» What needs to be done:
Switch "red balloon" to "pink balloon" in the records from the start through the line holding "623,449,738,573", inclusive. Give those lines again with everything else unchanged.

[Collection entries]
——————
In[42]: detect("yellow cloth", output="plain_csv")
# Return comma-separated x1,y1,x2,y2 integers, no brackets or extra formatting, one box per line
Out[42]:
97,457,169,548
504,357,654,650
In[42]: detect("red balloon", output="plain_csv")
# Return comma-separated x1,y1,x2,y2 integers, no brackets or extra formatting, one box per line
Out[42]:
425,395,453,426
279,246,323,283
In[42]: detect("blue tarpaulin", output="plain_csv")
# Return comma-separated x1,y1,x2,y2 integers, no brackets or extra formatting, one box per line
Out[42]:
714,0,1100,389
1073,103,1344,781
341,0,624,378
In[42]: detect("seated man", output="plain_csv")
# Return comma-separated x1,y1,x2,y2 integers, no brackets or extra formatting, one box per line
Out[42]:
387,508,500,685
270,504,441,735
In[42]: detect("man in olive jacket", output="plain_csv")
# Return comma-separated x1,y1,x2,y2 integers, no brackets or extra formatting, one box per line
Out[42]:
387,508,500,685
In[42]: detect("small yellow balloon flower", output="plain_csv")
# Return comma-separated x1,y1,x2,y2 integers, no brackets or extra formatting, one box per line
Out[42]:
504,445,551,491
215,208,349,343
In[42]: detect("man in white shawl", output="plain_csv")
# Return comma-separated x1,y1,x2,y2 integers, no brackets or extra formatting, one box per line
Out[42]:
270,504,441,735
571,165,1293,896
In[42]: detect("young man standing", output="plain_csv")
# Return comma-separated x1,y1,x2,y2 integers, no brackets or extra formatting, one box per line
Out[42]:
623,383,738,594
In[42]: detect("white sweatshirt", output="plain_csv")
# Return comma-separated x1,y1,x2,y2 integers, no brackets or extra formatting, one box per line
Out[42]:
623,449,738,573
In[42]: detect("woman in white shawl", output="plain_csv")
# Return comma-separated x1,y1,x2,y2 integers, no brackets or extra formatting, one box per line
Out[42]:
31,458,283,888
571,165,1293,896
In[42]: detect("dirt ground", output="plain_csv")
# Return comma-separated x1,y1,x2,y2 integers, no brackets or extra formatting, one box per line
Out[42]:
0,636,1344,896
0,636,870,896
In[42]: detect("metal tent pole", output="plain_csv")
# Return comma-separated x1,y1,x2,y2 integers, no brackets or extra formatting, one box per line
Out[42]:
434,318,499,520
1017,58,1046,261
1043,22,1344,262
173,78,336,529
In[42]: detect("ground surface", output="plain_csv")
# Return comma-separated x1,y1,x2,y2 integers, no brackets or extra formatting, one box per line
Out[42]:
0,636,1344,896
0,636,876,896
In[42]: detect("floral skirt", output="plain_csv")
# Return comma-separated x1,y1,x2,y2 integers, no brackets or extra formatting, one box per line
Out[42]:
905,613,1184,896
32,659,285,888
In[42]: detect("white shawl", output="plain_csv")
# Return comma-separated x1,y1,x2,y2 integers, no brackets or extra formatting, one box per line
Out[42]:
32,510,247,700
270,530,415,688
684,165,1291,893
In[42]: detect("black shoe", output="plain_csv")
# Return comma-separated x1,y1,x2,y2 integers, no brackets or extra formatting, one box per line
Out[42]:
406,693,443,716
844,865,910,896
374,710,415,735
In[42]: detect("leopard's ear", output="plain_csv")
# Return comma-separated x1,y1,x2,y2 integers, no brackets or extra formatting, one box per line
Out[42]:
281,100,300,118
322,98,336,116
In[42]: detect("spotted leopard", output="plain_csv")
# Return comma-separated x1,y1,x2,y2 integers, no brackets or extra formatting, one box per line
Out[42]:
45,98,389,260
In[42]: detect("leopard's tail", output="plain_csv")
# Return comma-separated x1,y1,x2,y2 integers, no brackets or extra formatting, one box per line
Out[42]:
——————
» Completed exercise:
In[42]: detect("yellow cloth", output="plain_csv")
# Return comma-separated x1,y1,x2,y2 integers, no brackets or extra formatting, one box per line
Out[42]:
97,457,169,548
504,357,654,650
In[42]: detect("pink balloon", output="plain_csv")
# Return comma-separated x1,y1,x2,y2 integers, no brackets or extra formatting, one box per line
Out[42]:
425,395,453,426
279,246,323,283
In[42]: detect("blue tarpaulin", output="plain_csv")
# Return comma-separated x1,y1,x2,y2 integers, no brackets or extra formatting, one box per line
Out[42]:
714,0,1100,389
1073,103,1344,781
341,0,624,378
In[42]: detect("seated man", output="plain_csv")
# Return comma-separated x1,y1,x2,y2 integers, no brackets or extra formatting, one box per line
Out[42]:
387,508,500,685
270,504,441,735
In[42]: detect("man in olive jacket", output="plain_csv")
# Return comma-separated x1,y1,x2,y2 integers, no brackets or extra formatting, one box per line
Out[42]:
387,508,500,685
In[42]: detect("small yellow balloon flower", output="plain_csv")
# Return comma-separated x1,y1,x2,y2 integers, no brackets or extra formatting, one box per line
Out[42]:
504,445,551,491
215,208,349,343
In[42]: detect("man in white shawl", output="plain_csv")
# Return comma-separated x1,y1,x2,y2 integers, no brackets or extra formatting, one box per line
Out[42]:
270,504,441,735
571,165,1293,896
In[42]: detect("young man standing", output="plain_csv")
# Return comma-separated x1,y1,x2,y2 integers, no brackets or extra formatting, one box per line
Out[42]:
623,383,738,594
In[42]: detect("white sweatshirt", output="plain_csv")
# Return comma-separated x1,y1,x2,y2 integers, no brackets or extra formatting, one box per line
Out[42]:
623,449,738,573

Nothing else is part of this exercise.